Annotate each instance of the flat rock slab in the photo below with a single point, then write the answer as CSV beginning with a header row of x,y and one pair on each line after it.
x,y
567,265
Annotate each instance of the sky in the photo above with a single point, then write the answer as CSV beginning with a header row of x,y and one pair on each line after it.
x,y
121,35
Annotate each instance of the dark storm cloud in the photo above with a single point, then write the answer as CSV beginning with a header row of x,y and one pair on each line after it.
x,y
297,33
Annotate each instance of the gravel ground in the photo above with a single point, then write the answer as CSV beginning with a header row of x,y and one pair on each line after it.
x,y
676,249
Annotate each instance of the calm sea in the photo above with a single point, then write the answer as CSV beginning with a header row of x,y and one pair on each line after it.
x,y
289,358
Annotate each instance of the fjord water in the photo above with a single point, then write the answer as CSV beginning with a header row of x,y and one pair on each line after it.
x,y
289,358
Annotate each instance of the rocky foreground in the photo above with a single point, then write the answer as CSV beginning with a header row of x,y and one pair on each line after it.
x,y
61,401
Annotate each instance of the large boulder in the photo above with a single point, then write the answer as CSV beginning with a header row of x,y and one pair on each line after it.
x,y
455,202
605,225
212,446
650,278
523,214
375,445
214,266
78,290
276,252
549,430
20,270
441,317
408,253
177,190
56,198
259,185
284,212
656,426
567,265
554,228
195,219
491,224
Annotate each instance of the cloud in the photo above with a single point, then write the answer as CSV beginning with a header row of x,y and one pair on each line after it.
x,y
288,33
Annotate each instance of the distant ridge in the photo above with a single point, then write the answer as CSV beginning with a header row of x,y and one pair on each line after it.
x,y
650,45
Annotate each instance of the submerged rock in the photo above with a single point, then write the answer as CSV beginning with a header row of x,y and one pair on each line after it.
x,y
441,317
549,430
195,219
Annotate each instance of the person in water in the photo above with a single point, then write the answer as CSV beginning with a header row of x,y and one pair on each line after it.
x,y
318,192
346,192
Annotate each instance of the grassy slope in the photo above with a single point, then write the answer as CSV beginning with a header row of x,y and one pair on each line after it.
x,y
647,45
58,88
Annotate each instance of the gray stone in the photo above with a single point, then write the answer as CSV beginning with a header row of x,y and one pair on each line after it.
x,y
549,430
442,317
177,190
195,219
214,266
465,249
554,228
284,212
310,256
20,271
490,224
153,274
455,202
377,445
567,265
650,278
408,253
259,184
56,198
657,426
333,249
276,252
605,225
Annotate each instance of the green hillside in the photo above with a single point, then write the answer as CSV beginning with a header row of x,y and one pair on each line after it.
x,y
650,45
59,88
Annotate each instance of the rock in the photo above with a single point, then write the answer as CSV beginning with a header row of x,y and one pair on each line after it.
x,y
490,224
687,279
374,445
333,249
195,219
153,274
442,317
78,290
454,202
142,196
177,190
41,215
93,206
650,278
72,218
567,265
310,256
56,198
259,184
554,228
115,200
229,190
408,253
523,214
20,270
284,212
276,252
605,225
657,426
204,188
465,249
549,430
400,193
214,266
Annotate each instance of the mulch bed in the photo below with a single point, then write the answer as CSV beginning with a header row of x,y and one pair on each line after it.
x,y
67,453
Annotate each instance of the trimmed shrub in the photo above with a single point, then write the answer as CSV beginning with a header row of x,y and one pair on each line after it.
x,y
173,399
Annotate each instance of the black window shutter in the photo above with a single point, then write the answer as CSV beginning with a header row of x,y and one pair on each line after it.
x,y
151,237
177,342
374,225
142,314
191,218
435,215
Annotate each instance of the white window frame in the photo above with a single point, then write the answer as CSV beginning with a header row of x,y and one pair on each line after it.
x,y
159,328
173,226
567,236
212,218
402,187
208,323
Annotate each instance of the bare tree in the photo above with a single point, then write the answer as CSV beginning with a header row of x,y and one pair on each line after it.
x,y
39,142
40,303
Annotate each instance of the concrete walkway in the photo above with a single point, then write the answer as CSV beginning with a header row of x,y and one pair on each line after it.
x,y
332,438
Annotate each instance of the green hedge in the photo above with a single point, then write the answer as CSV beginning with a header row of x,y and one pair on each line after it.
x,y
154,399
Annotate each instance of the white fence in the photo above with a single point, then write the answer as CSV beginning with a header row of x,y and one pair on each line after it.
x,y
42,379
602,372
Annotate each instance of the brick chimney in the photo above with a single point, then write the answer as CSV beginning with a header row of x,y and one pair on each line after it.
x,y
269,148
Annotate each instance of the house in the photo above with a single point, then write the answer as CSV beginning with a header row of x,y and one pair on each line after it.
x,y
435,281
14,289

════════════════════

**TASK INSTRUCTIONS:** Go through the records above and retype each one exactly.

**TASK SOLUTION:**
Annotate each instance of the flat rock slab in the photo below with a single point, then write the answer as CSV beginning with a header row of x,y and one pair on each line after it.
x,y
567,265
Annotate each instance of the sky in the photo above with a single point, then write the answer as CSV beginning with a header row of x,y and one pair on each line after it.
x,y
121,35
Annotate each instance of the dark storm cloud in the photo above with a single point, then write the answer as CSV beginning with a header row of x,y and one pair on each line after it.
x,y
297,33
Annotate each instance of the gravel ground in the photo above with a single point, then write the answer as CSV beginning with a header row of x,y and one pair on each line after it.
x,y
676,249
Annotate each instance of the calm sea in the photo above with a single point, then write the answer as CSV beginning with a header row of x,y and one pair on each line after it.
x,y
289,358
Annotate each instance of the fjord water in the photo above with a single point, then write the answer as CSV beginning with a header row of x,y and one pair on each line after it.
x,y
289,358
Annotate each instance of the rocky foreground in the photo above with a single point, then write the answer as CSV beginning with a header row of x,y and one pair on each line after it.
x,y
61,401
Annotate each instance of the large boulder in the photo above with a single point, then write the answer as CSV beginning with a header row of x,y and one pair on each line after it.
x,y
455,202
605,225
212,446
650,278
523,214
375,445
214,266
78,290
276,252
549,430
20,270
441,317
408,253
177,190
56,198
259,185
284,212
656,426
567,265
554,228
195,219
491,224
Annotate each instance of the cloud in the photo above with a single point, then write the answer as CSV beginning with a header row of x,y and one pair on each line after it.
x,y
288,33
Annotate each instance of the distant ridge in the photo above with a single point, then write the answer as CSV beginning with a header row of x,y and one pair on each line after it.
x,y
650,45
Annotate each instance of the submerged rock in the photo above with a single point, then write the answer as CSV beginning with a header row of x,y and one pair on each line after it.
x,y
441,317
549,430
195,219
Annotate each instance of the person in water in the photo above with a single point, then write the answer as CSV beginning with a header row of x,y and one pair on each line after it.
x,y
318,192
346,192
Annotate each instance of the grassy slope in the photo above with a single point, then write the answer as CSV beginning with a header row of x,y and one pair on each line after it.
x,y
647,45
58,88
Annotate each instance of the gray stone in the photo above with a single point, then write the answer as CSV beginning with a header row of x,y and one pair on each line after it.
x,y
549,430
442,317
177,190
195,219
214,266
465,249
554,228
284,212
310,256
20,271
490,224
153,274
455,202
377,445
567,265
650,278
408,253
259,184
56,198
657,426
333,249
276,252
605,225
Annotate each instance of the green hillside in the photo above with a single point, then write the answer as CSV beginning with a header row of x,y and one pair on each line after it.
x,y
650,45
59,88
Annotate each instance of the rock in the photo above with a single point, then write the answer as CSV beginning with a header row of x,y and one pair on each line after it.
x,y
490,224
687,279
374,445
333,249
195,219
153,274
442,317
78,290
454,202
142,196
177,190
41,215
93,206
650,278
72,218
567,265
310,256
56,198
259,184
554,228
115,200
229,190
408,253
523,214
20,270
284,212
276,252
605,225
657,426
204,188
465,249
549,430
400,193
214,266
Annotate each instance of the mulch bed in the photo below with a single point, then write the answer as CSV beginning with a header row of x,y and one pair on each line after it.
x,y
67,453
Annotate each instance of the trimmed shrub in the photo above with a single point, then write the answer as CSV beginning with a header row of x,y and one pair on each line after it.
x,y
173,399
Annotate each instance of the black window shutter in the photo above with a single point, then write the answer as CSV beginning with a header row of x,y and one pair on each line after it.
x,y
151,237
177,342
374,225
142,314
191,218
435,215
Annotate each instance of the white window frame in the photo above with a single point, then write the answer as CSV beginning with a header row of x,y and one pair on each line after it.
x,y
159,328
173,226
567,236
212,218
402,187
208,323
Annotate each instance of the bare tree in the photo above with a single point, then write the answer as CSV beginning with a header row of x,y and one pair on each line after it.
x,y
39,142
40,303
Annotate each instance of the concrete walkway in the photo above with a single point, then write the answer as CSV beginning with a header row of x,y and one pair on each line after it.
x,y
332,438
Annotate each instance of the green hedge in the photo above with a single point, then write the answer as CSV beginning with a header row of x,y and one pair on each line after it.
x,y
154,399
Annotate each instance of the white fence in the photo above with a single point, then write the answer as CSV beginning with a header row of x,y and one pair on each line after it.
x,y
42,379
602,372
Annotate each instance of the brick chimney in the photo above with a single point, then write the answer as CSV beginning with a header row of x,y and one pair on each line after it.
x,y
269,148
Annotate each instance of the house in the photo above with a single point, then write the answer as CSV beginning with a header row of x,y and one pair on each line after it.
x,y
435,281
14,289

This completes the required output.